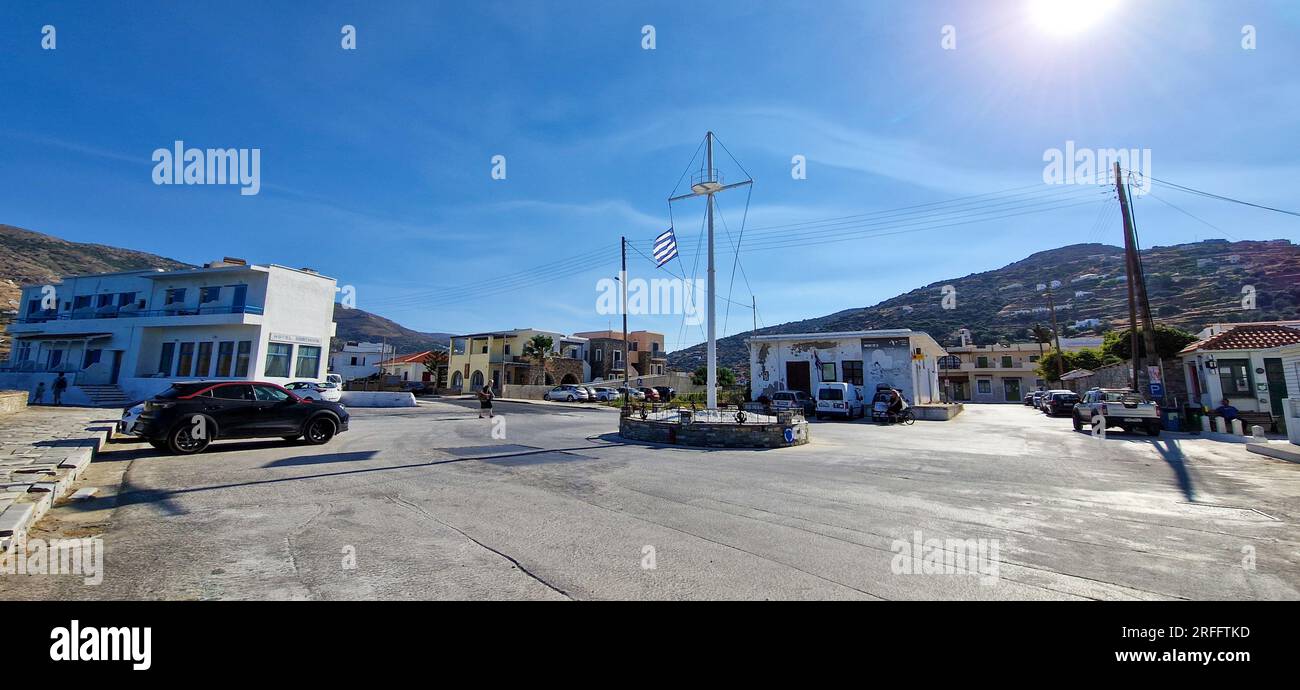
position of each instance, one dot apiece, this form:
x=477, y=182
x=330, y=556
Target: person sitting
x=1226, y=411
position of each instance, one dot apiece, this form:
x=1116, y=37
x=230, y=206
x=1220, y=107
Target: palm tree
x=538, y=348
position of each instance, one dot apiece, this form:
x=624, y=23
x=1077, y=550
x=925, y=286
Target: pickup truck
x=1118, y=407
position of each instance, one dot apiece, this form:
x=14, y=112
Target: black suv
x=187, y=416
x=1061, y=403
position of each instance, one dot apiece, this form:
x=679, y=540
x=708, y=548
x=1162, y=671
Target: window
x=225, y=357
x=242, y=359
x=277, y=359
x=233, y=393
x=828, y=370
x=308, y=361
x=165, y=359
x=853, y=372
x=269, y=394
x=186, y=361
x=203, y=364
x=1235, y=377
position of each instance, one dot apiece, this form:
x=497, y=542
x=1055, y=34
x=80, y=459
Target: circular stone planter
x=787, y=430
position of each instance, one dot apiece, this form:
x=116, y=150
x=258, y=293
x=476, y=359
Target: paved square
x=425, y=503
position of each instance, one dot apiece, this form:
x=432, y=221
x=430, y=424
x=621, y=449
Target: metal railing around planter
x=746, y=413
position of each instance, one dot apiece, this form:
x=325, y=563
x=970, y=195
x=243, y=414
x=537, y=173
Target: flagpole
x=623, y=282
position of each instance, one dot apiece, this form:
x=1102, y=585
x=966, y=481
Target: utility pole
x=707, y=186
x=623, y=282
x=1136, y=286
x=1056, y=332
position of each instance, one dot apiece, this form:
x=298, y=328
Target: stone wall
x=714, y=435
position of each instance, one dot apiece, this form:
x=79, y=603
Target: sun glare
x=1069, y=17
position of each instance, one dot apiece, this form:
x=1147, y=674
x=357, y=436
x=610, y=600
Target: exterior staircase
x=105, y=395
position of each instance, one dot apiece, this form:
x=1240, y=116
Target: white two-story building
x=128, y=335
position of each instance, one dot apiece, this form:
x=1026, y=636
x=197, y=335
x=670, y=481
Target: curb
x=21, y=508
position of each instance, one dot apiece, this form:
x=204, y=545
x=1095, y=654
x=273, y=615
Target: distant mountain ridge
x=30, y=257
x=1188, y=285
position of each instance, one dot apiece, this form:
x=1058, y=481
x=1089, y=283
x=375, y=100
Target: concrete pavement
x=547, y=503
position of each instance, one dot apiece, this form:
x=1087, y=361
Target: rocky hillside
x=29, y=257
x=1190, y=285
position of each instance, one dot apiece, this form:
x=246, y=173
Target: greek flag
x=664, y=247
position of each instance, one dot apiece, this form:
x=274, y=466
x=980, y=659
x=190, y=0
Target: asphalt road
x=430, y=503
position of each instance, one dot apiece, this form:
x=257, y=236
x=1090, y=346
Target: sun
x=1069, y=17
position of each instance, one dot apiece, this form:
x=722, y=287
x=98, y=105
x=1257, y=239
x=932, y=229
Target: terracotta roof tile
x=1247, y=338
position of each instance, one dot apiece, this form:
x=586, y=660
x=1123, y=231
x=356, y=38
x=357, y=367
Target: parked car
x=186, y=417
x=840, y=400
x=1119, y=407
x=130, y=416
x=567, y=393
x=311, y=390
x=633, y=395
x=1047, y=398
x=1061, y=403
x=798, y=400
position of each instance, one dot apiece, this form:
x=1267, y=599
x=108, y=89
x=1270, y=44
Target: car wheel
x=181, y=441
x=319, y=430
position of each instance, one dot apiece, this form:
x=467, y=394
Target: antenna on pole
x=706, y=183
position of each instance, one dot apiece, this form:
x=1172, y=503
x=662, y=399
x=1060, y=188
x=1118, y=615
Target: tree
x=433, y=363
x=1169, y=342
x=726, y=377
x=538, y=350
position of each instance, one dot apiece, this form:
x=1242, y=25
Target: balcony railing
x=40, y=317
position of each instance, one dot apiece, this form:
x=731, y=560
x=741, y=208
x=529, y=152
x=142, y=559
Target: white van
x=837, y=399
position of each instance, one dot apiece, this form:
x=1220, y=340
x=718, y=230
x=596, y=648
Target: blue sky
x=376, y=163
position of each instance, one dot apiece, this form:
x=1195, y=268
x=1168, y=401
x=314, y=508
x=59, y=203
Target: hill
x=30, y=257
x=1188, y=285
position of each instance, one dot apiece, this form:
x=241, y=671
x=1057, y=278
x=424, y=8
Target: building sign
x=300, y=339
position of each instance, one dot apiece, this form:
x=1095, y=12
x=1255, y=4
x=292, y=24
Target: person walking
x=60, y=386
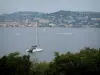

*WORK ORDER*:
The data above is to be printed exactly, all of it, except for the pictures.

*OUTPUT OF THE EXERCISE*:
position of each instance, one dot apiece, this form:
x=477, y=182
x=330, y=556
Target: person sitting
x=1226, y=411
position of each instance, one dot apiece, this form:
x=1116, y=37
x=230, y=206
x=1220, y=107
Target: palm tree
x=538, y=348
position of each instance, one dot apiece, this form:
x=624, y=23
x=1077, y=550
x=925, y=286
Target: pickup truck
x=1118, y=407
position of each instance, one dot apiece, this form:
x=14, y=112
Target: black suv
x=187, y=416
x=1061, y=403
position of each instance, one dot apiece, this form:
x=679, y=540
x=708, y=548
x=1162, y=671
Target: window
x=225, y=357
x=242, y=359
x=277, y=359
x=233, y=393
x=828, y=370
x=308, y=361
x=165, y=359
x=853, y=372
x=269, y=394
x=186, y=361
x=203, y=364
x=1235, y=377
position of each instance, one dot apiece, this form:
x=497, y=542
x=1055, y=34
x=80, y=459
Target: circular stone planter
x=787, y=430
position of each instance, one dot apiece, this form:
x=116, y=150
x=258, y=293
x=476, y=359
Target: paved square
x=425, y=503
position of each instance, one dot apiece, this form:
x=432, y=221
x=430, y=424
x=621, y=449
Target: metal railing around planter
x=746, y=413
position of each instance, one dot apiece, this form:
x=325, y=563
x=970, y=195
x=243, y=414
x=537, y=173
Target: flagpole
x=623, y=282
position of each instance, one dot apiece, this form:
x=1102, y=585
x=966, y=481
Target: utility pole
x=707, y=186
x=623, y=282
x=1136, y=286
x=1056, y=332
position of each instance, one dot apiece, this form:
x=298, y=328
Target: stone wall
x=714, y=435
position of each instance, one dot apiece, this form:
x=79, y=603
Target: sun glare
x=1069, y=17
position of each instance, one dot apiece, this form:
x=1147, y=674
x=357, y=436
x=610, y=600
Target: exterior staircase
x=105, y=395
position of each instance, one dot apiece, this form:
x=1240, y=116
Target: white two-story building
x=128, y=335
position of each instance, one dot apiece, this form:
x=1026, y=636
x=197, y=335
x=670, y=481
Target: curb
x=21, y=508
position of each instance, one dot apiece, this form:
x=204, y=545
x=1095, y=654
x=273, y=615
Target: distant mountain ridge
x=30, y=257
x=1188, y=285
position of each instance, one dot apiece, this form:
x=1058, y=481
x=1089, y=283
x=375, y=100
Target: concrete pavement
x=547, y=503
position of each instance, one dot apiece, this form:
x=1087, y=361
Target: rocky hillside
x=29, y=257
x=1190, y=285
position of each instance, one dot apiece, this form:
x=246, y=173
Target: greek flag
x=664, y=247
position of each instance, one dot apiece, this form:
x=274, y=466
x=980, y=659
x=190, y=0
Target: asphalt road
x=430, y=503
position of each instance, one dot apiece, this form:
x=257, y=236
x=1090, y=346
Target: sun
x=1069, y=17
position of each instance, one dot apiece, this form:
x=722, y=287
x=98, y=105
x=1257, y=239
x=932, y=229
Target: terracotta roof tile
x=1247, y=338
position of each instance, one dot apiece, this form:
x=586, y=660
x=1123, y=231
x=356, y=38
x=357, y=367
Target: parked car
x=186, y=417
x=840, y=400
x=1119, y=407
x=130, y=416
x=567, y=393
x=311, y=390
x=633, y=395
x=1047, y=398
x=1061, y=403
x=798, y=400
position of each instance, one dot apiece, this form:
x=1267, y=599
x=108, y=89
x=1270, y=44
Target: car wheel
x=181, y=441
x=319, y=430
position of each instance, one dot apiece, this form:
x=467, y=394
Target: antenna on pole
x=706, y=183
position of each instance, one dot apiece, this form:
x=1172, y=503
x=662, y=399
x=1060, y=188
x=1118, y=615
Target: tree
x=433, y=363
x=1169, y=342
x=726, y=377
x=538, y=350
position of each instance, one dot apiece, this form:
x=1242, y=25
Target: balcony railing
x=40, y=317
position of each instance, one dot apiece, this form:
x=731, y=560
x=741, y=208
x=529, y=152
x=142, y=559
Target: white van
x=837, y=399
position of each instance, one dot apiece, this form:
x=1220, y=340
x=718, y=230
x=596, y=648
Target: blue sky
x=376, y=163
position of each instance, one dot apiece, this form:
x=1195, y=268
x=1168, y=401
x=314, y=508
x=59, y=203
Target: hill
x=30, y=257
x=1188, y=285
position of each instance, one dot apiece, this form:
x=241, y=671
x=1057, y=278
x=424, y=8
Target: building sign
x=300, y=339
position of each instance, one dot apiece, this form:
x=1095, y=12
x=1255, y=4
x=292, y=24
Target: person walking
x=60, y=386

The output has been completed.